## TRY IT
Which lines of the data below hold "sponsor"? Copy each of them.

## TASK MATERIAL
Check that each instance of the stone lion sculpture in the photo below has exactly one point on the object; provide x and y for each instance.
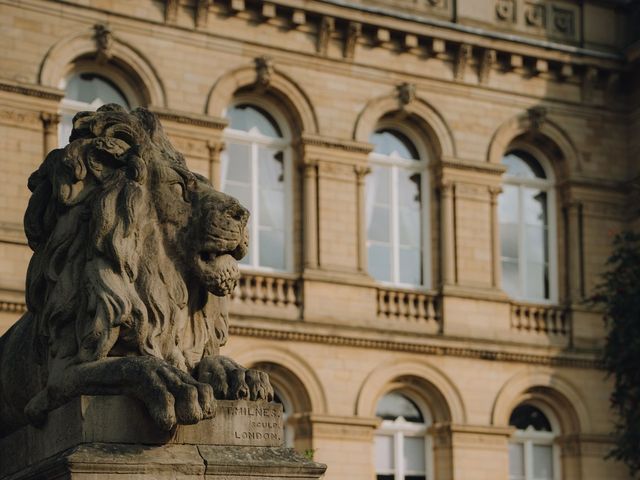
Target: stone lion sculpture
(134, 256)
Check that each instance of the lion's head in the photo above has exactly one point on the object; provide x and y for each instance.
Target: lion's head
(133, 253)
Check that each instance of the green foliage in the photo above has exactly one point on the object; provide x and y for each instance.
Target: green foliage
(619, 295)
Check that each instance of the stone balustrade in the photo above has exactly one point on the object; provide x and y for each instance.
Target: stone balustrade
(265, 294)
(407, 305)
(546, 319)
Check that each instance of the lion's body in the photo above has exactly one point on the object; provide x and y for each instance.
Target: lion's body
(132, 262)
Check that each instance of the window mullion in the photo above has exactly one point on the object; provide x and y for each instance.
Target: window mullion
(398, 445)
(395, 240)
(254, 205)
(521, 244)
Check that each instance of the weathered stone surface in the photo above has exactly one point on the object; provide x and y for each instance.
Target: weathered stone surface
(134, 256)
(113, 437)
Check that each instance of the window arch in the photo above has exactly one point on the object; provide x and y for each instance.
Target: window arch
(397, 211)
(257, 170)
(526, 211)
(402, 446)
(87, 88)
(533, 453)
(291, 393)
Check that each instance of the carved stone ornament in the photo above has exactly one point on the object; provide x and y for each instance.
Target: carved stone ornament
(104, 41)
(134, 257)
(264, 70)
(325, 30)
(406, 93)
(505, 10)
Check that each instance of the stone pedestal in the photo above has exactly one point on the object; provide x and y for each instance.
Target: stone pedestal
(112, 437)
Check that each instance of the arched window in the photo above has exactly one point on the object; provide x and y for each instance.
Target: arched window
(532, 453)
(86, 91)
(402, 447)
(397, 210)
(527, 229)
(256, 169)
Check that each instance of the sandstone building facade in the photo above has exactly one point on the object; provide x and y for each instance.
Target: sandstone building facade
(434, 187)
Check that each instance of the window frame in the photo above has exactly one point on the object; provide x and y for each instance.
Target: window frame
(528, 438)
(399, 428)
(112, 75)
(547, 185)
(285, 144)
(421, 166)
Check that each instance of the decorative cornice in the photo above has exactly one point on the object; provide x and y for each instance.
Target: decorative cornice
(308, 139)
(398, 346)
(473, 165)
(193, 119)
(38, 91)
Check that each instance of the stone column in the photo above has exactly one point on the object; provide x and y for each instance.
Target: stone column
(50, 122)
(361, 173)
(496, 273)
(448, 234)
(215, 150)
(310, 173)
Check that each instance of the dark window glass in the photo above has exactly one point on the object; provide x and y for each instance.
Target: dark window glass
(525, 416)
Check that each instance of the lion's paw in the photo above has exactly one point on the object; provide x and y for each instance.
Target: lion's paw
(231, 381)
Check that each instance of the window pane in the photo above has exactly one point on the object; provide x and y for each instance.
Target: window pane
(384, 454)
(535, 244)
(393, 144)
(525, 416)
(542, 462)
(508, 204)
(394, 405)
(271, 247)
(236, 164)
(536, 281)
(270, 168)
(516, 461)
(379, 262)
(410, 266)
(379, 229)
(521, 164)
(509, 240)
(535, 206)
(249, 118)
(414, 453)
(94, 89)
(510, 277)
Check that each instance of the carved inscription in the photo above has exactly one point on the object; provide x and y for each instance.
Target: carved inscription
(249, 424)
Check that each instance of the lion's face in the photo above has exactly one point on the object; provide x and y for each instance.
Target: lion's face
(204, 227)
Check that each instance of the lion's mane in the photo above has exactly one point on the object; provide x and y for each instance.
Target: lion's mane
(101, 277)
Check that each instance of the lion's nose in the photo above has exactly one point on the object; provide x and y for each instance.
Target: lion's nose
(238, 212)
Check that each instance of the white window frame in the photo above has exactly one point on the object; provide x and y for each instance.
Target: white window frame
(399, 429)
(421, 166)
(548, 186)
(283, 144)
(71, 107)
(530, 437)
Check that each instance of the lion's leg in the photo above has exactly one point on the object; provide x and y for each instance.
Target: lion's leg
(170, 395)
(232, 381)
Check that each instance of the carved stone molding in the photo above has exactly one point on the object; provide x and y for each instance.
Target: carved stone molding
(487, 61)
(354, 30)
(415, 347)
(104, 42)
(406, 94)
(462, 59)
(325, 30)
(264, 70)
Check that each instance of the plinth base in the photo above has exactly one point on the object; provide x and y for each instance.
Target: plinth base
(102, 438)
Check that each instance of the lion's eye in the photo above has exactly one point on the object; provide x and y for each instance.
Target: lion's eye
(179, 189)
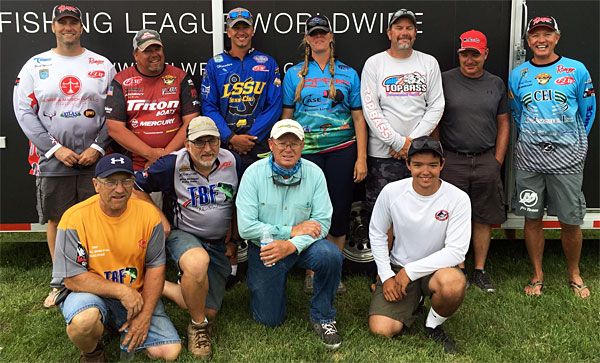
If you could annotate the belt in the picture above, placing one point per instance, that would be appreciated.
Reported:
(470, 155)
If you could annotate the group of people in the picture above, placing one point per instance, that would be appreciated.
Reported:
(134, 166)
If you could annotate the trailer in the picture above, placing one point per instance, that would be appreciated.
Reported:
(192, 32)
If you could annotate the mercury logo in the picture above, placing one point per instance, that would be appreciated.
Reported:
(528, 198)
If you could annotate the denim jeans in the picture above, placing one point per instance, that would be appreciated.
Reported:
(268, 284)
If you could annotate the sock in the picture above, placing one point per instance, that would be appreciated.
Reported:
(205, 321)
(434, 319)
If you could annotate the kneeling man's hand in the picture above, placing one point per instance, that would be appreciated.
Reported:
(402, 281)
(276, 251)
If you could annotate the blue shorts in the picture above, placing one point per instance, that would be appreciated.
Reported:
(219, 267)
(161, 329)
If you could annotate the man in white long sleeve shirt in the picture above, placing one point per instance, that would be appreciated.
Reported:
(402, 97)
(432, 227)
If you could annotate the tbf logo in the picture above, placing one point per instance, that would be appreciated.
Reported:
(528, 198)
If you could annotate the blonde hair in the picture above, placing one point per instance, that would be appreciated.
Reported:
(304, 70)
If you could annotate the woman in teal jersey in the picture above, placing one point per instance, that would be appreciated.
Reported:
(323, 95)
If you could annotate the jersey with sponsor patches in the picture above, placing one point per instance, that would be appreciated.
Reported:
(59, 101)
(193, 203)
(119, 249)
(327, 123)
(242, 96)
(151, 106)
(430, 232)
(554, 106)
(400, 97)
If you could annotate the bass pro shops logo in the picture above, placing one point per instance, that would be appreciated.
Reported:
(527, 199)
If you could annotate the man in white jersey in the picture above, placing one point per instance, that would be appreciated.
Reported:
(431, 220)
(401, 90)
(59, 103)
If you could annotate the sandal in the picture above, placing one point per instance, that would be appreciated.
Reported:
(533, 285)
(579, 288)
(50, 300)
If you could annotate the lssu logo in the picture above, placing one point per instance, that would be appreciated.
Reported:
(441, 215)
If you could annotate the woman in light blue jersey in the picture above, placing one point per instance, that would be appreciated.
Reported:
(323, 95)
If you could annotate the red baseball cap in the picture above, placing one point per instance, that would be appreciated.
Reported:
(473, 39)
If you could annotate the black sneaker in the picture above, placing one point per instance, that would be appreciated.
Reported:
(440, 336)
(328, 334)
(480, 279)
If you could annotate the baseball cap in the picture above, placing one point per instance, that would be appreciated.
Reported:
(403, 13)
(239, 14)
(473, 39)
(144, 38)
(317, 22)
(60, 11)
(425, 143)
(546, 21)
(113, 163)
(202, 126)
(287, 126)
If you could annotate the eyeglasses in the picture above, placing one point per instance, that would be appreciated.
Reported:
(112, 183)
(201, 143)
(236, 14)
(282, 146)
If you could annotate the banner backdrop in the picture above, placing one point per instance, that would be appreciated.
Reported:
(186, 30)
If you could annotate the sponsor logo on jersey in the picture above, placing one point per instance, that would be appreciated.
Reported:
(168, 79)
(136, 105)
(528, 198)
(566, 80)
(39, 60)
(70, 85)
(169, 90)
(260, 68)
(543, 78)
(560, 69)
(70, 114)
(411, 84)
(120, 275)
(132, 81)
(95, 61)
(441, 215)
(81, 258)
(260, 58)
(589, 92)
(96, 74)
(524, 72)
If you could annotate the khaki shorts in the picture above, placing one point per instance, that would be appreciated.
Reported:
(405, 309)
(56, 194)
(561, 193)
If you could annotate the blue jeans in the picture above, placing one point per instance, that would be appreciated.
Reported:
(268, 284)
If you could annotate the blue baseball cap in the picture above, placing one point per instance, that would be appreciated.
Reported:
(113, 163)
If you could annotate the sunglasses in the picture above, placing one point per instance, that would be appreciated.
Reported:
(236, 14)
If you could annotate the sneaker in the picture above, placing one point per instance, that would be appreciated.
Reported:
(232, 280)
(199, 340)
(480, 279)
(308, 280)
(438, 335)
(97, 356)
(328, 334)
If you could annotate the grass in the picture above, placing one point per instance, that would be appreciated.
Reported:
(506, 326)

## ANSWER FOR THE TASK
If you could annotate the jersey with sponsor patches in the picture above, placing one point per instance, that would be appreciated.
If you could annotate the sponsor logo on jersey in the picture above, placing one point per instance, that would be appreciated.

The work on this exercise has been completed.